Coursekata

Simulation-Based Inference Summary

How to use this page

This page summarizes the simulation steps for confidence intervals and hypothesis tests in common settings.

Two big ideas appear throughout:

A confidence interval uses a bootstrap distribution centered near the observed statistic.
A hypothesis test uses a null distribution centered at the null value.

Tip

General pattern

For a confidence interval:

Compute the observed sample statistic.
Resample with replacement from the sample.
Recompute the statistic for each bootstrap sample.
Repeat many times to build a bootstrap distribution.
Use the middle 95% to cmpute the confidence interval directly or via estimating the margin of error.

For a hypothesis test:

State the null and alternative hypotheses.
Compute the observed sample statistic.
Simulate data under the null model.
Recompute the statistic for each simulated sample.
Repeat many times to build a null distribution.
Find the proportion of simulated statistics at least as extreme as the observed statistic, or identify rejection region(s).
Make a decision and state a conclusion in context.

Parameter and statistic

Parameter: \(p\)
Statistic: \(\hat{p}\)
Sample size: \(n\)

Confidence interval

Record the observed sample proportion \(\hat{p}\).
Represent the sample of size \(n\) as a set of 0s and 1s.
Generate one bootstrap sample proportion:
- Resample (sample with replacement) from the observed sample, using the same sample size \(n\).
- Compute the proportion of 1s in the resample.
Repeat many times to build a bootstrap distribution of \(\hat{p}\).
Use the middle 95% of the simulated proportions, or compute a margin of error \(ME\) from the bootstrap distribution.
Build and interpret the interval as plausible values for the population proportion.

Hypothesis test

State \(H_0: p = p_0\) and the alternative.
Compute the observed sample proportion \(\hat{p}_{obs}\).
Simulate a sample proportion \(\hat{p}\) using a population where the probability of success is \(p_0\):
- Sample with replacement \(n\) times.

SUPPLIED INFORMATION
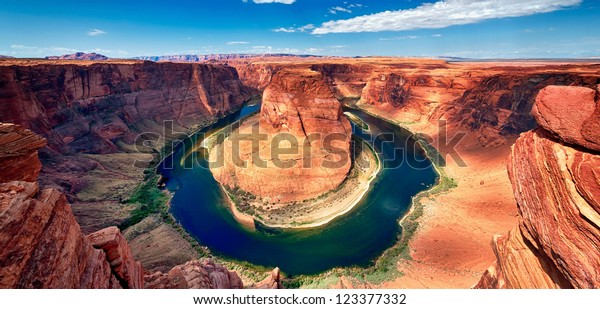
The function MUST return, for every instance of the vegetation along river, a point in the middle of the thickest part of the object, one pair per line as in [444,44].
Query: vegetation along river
[354,239]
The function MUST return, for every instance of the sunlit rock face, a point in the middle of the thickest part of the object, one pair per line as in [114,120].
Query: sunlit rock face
[301,142]
[555,172]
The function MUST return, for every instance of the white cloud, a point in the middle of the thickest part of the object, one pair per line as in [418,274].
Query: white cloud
[443,14]
[95,32]
[313,50]
[406,37]
[295,29]
[272,1]
[336,9]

PROBLEMS TO SOLVE
- A) Quote the passage of the simulation-based inference summary that begins at the words "General pattern" and stops after "and alternative hypotheses.".
- B) According to the simulation-based inference summary, where is the null distribution for a hypothesis test centered?
- C) Carry on the simulation-based inference summary from its final line.

EXPECTED ANSWERS
- A)
General pattern

For a confidence interval:

Compute the observed sample statistic.
Resample with replacement from the sample.
Recompute the statistic for each bootstrap sample.
Repeat many times to build a bootstrap distribution.
Use the middle 95% to cmpute the confidence interval directly or via estimating the margin of error.

For a hypothesis test:

State the null and alternative hypotheses.

- B) At the null value.

- C)
- Compute one simulated sample proportion \(\hat{p}\).
Repeat many times to build the null distribution of \(\hat{p}\).
Find the proportion of simulated values at least as extreme as \(\hat{p}_{obs}\) relative to \(p_0\), or identify rejection region(s).
Make a decision and state your conclusion in context.

Note

The confidence interval is centered near the observed \(\hat{p}\).
The test distribution is centered at the null value \(p_0\).
Larger sample sizes produce less variability in \(\hat{p}\).

Parameter and statistic

Parameters: \(p_1\) and \(p_2\) (\(p_1 - p_2\))
Statistics: \(\hat{p}_1\) and \(\hat{p}_2\) (\(\hat{p}_1 - \hat{p}_2\))
Sample sizes: \(n_1\) and \(n_2\)

Confidence interval

Compute the observed difference in sample proportions, \(\hat{p}_1 - \hat{p}_2\).
Represent each sample as 0s and 1s.
Generate one bootstrap difference, \(\hat{p}_1 - \hat{p}_2\):
- Resample (sample with replacement) within group 1, using size \(n_1\), and compute \(\hat{p}_1\).
- Resample (sample with replacement) within group 2, using size \(n_2\), and compute \(\hat{p}_2\).
- Compute \(\hat{p}_1 - \hat{p}_2\).
Repeat many times to build a bootstrap distribution of \(\hat{p}_1 - \hat{p}_2\).
Use the middle 95% or compute a margin of error.
Interpret the interval as plausible values for the difference in population proportions.

Hypothesis test

State \(H_0: p_1 - p_2 = 0\) and the alternative.
Compute the observed difference, \((\hat{p}_1 - \hat{p}_2)_{obs}\).
Build the null distribution:
- Assume both groups come from the same population under the null.
- Pool the outcomes, then randomly assign or resample outcomes into two groups of sizes \(n_1\) and \(n_2\).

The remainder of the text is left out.